Exercise requirements: Rewrite the records beginning at the line that has "Point out the sheep leg" and stopping after the line that has "[(239, 233), (786, 159), (47, 80), (901, 472)]", requests included, with every point coordinate in the answers multiplied by 2.4 and rounded to a whole number, halves up. Leave the requests and their sample coordinates unchanged.
■ ■ ■
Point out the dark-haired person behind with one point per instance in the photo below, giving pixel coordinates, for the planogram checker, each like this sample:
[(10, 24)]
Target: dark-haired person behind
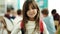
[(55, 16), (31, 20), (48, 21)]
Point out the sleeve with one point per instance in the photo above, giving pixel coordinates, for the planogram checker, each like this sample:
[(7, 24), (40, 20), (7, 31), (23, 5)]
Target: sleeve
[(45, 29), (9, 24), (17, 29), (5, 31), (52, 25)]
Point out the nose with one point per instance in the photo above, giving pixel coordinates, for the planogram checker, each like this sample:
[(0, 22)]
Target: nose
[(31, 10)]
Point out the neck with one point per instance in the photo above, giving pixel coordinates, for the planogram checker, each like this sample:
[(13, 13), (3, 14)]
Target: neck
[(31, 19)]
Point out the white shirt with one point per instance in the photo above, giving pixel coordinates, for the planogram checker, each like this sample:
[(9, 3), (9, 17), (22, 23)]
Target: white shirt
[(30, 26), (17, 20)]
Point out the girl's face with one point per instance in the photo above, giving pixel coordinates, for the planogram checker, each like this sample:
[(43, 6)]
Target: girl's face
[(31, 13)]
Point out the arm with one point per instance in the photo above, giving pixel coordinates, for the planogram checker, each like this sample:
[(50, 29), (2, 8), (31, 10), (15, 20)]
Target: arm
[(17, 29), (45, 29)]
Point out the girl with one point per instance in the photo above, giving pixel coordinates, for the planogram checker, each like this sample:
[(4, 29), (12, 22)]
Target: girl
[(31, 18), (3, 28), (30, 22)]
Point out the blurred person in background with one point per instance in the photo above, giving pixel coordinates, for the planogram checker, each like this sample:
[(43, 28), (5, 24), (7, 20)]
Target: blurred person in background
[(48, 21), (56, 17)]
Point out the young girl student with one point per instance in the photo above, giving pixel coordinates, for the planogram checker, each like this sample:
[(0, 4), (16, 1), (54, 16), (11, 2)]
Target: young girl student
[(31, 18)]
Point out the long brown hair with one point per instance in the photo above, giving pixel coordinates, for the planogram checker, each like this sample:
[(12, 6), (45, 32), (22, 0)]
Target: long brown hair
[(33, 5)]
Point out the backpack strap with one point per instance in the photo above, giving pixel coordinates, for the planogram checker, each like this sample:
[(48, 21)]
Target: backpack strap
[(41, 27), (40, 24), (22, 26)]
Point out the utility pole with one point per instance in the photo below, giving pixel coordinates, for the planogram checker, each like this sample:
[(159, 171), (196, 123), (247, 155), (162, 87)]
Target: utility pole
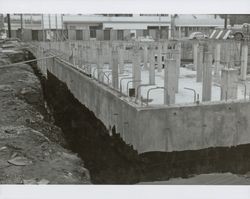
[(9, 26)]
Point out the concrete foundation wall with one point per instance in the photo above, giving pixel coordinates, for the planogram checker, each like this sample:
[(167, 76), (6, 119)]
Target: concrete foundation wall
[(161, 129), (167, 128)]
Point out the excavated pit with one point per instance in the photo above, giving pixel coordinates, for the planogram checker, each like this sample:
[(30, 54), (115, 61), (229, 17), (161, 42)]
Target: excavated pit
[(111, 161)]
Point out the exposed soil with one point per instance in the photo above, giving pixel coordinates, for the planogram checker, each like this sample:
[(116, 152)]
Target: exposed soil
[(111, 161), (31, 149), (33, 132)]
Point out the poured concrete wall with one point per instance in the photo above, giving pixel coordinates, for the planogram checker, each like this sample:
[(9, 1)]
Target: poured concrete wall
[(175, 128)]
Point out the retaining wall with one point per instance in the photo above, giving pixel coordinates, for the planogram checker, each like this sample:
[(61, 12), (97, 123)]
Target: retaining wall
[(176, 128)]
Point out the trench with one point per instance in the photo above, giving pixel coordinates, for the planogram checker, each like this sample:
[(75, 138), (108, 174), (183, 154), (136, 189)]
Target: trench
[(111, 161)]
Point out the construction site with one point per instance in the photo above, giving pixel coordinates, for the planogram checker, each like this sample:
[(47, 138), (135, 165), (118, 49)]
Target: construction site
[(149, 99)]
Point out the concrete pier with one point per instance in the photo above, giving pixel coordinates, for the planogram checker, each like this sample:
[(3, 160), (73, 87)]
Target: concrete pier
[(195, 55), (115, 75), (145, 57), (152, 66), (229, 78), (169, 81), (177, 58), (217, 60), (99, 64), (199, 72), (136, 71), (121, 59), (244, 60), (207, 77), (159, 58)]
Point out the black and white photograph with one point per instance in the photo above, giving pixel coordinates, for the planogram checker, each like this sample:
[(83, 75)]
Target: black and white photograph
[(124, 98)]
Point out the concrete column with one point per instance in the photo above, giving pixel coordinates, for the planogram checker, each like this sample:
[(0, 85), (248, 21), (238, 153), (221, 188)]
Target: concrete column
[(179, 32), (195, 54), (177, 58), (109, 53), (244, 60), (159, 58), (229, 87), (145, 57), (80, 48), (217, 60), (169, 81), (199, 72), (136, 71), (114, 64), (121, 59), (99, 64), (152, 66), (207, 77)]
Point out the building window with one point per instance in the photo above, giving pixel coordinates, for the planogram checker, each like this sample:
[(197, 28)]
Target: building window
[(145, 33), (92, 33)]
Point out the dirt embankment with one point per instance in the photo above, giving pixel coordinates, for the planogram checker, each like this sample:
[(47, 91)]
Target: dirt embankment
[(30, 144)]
■ ■ ■
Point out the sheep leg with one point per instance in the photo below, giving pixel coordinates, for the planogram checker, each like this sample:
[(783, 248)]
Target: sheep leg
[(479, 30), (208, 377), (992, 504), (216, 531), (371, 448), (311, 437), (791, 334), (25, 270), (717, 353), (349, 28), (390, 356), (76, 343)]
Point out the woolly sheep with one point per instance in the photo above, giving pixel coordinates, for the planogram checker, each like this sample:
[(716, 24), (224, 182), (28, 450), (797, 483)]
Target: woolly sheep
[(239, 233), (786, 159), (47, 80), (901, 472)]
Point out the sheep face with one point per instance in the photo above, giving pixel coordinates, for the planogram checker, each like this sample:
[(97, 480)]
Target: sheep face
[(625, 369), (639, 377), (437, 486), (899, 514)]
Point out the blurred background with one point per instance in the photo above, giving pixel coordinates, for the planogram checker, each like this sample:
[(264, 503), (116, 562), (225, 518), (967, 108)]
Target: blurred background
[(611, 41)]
■ ■ ■
Finished task:
Point out the sheep leg with one point per instance in the photo below, giving pixel coordinates, for the planogram checker, each like this sample:
[(783, 248)]
Target: sheep leg
[(1150, 72), (499, 905), (2381, 1210), (518, 1274), (890, 1075), (746, 1049), (1898, 802), (60, 648), (1721, 847), (838, 67), (936, 854), (182, 823)]
Point out the woolly sheep with one point per instance in the photo above, giving pixel coordinates, for the planogram checker, each like this sample:
[(716, 24), (224, 182), (28, 450), (797, 483)]
Target: woolly sheep
[(574, 559), (1886, 382), (113, 192), (2162, 1133)]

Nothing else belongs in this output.